* GIVEN REQUEST
How many lines in the material below contain the string "fork"? Reply with the number alone.
** Start SUPPLIED INFORMATION **
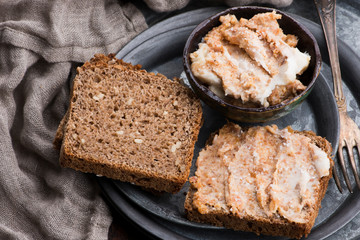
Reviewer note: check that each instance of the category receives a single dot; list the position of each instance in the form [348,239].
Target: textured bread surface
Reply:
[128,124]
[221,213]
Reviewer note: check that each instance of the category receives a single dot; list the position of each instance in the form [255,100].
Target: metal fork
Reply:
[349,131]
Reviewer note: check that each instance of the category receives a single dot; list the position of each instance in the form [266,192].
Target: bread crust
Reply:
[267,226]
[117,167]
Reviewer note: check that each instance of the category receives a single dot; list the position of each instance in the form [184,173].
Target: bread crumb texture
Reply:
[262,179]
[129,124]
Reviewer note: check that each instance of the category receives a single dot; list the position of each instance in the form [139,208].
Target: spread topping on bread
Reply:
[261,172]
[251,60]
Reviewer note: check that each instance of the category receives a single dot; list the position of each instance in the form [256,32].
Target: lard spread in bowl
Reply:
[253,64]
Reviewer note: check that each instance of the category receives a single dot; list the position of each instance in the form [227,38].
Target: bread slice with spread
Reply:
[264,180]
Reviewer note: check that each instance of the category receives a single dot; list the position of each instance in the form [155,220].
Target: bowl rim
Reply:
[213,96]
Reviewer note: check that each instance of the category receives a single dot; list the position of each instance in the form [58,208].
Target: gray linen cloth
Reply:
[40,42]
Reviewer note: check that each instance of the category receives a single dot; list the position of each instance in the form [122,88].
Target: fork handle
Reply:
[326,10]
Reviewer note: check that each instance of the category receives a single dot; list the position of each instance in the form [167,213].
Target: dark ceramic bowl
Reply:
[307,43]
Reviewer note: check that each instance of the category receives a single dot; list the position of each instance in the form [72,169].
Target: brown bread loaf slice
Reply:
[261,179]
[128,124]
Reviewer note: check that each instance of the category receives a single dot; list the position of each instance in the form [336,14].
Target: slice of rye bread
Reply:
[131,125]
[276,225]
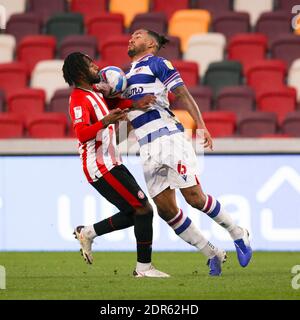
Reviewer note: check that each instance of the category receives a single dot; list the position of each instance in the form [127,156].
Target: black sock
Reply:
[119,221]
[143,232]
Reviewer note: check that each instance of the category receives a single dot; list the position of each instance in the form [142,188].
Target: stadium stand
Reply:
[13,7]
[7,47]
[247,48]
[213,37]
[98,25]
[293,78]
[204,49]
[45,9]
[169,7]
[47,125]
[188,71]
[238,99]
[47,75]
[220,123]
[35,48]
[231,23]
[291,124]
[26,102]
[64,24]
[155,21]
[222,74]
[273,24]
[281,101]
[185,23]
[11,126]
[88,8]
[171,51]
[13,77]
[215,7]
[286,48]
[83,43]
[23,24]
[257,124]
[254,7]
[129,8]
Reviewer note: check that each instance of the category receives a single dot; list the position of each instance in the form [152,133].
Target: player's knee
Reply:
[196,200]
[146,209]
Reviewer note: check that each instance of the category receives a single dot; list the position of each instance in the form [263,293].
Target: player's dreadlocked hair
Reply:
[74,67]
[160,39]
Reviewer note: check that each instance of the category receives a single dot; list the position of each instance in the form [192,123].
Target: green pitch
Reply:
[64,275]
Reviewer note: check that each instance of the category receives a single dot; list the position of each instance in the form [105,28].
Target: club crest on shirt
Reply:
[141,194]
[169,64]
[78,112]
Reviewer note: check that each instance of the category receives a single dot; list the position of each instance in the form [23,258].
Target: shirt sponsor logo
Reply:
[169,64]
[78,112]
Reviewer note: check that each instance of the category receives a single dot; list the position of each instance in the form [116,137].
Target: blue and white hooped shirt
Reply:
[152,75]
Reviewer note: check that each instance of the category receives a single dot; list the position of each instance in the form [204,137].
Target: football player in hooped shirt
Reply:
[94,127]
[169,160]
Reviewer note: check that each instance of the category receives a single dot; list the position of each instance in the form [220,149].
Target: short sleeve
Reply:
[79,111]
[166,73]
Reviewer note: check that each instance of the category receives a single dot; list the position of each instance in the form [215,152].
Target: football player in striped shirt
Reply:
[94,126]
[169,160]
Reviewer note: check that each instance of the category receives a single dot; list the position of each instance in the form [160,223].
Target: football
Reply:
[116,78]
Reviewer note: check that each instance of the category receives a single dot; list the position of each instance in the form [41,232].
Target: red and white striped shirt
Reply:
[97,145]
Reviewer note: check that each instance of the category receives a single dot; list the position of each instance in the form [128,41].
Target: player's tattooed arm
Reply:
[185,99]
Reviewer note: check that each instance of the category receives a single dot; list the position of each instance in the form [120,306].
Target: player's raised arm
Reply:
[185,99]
** End SUPPLIED INFORMATION **
** Start SUPPLIED INFORMATION **
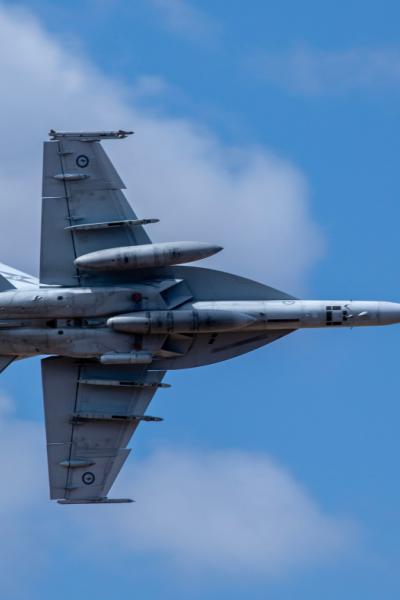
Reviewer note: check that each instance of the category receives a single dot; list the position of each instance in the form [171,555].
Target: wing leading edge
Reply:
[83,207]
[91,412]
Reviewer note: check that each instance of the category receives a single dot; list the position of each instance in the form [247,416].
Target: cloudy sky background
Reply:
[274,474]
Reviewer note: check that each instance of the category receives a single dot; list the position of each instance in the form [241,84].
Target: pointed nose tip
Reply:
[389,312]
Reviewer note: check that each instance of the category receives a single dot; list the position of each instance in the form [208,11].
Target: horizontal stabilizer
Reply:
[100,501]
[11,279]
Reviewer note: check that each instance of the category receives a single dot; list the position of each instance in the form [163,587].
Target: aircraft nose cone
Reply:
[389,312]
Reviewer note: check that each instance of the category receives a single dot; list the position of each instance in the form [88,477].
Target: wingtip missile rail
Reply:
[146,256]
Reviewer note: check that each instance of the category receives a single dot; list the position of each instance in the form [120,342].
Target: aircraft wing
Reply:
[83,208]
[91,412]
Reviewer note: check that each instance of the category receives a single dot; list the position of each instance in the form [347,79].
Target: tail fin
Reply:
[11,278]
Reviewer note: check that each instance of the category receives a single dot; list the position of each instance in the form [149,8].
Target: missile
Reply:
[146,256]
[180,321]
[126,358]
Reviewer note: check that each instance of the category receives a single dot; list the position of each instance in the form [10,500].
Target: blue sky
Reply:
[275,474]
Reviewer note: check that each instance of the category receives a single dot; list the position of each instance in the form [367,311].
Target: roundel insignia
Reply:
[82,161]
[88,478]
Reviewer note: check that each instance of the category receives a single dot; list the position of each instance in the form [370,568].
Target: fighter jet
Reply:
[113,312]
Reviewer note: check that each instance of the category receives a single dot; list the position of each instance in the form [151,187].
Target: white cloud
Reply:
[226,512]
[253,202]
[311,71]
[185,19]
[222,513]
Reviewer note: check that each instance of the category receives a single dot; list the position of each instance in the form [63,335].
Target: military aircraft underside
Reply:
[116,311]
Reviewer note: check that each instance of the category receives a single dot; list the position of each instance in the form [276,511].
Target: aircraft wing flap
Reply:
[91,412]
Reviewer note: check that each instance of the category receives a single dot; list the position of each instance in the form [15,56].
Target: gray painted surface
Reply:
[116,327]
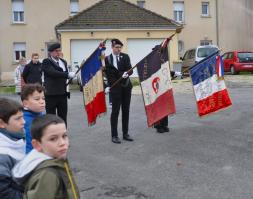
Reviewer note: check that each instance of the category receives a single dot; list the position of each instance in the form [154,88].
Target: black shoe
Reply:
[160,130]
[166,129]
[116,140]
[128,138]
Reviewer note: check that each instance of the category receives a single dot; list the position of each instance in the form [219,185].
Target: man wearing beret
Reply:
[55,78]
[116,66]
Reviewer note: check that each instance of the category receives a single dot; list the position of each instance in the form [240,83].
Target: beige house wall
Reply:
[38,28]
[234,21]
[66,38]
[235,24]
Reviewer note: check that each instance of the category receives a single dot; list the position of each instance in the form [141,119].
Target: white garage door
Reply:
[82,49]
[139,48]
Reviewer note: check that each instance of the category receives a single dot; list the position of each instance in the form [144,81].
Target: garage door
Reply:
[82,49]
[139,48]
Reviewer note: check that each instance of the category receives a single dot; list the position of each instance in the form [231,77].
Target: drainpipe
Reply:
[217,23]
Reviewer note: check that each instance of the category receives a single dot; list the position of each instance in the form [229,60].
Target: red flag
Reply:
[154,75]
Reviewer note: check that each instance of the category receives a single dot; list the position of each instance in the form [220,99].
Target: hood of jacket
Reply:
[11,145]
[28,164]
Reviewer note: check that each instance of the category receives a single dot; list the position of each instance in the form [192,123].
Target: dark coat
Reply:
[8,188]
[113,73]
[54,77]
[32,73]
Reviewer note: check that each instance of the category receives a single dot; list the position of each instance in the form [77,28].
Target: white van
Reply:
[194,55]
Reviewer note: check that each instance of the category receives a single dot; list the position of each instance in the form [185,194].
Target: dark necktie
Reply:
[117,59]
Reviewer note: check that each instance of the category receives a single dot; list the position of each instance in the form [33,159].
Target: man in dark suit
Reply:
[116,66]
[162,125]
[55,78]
** End SUPPLIED INFORMATION **
* RESPONSE FOR THIS EXERCISE
2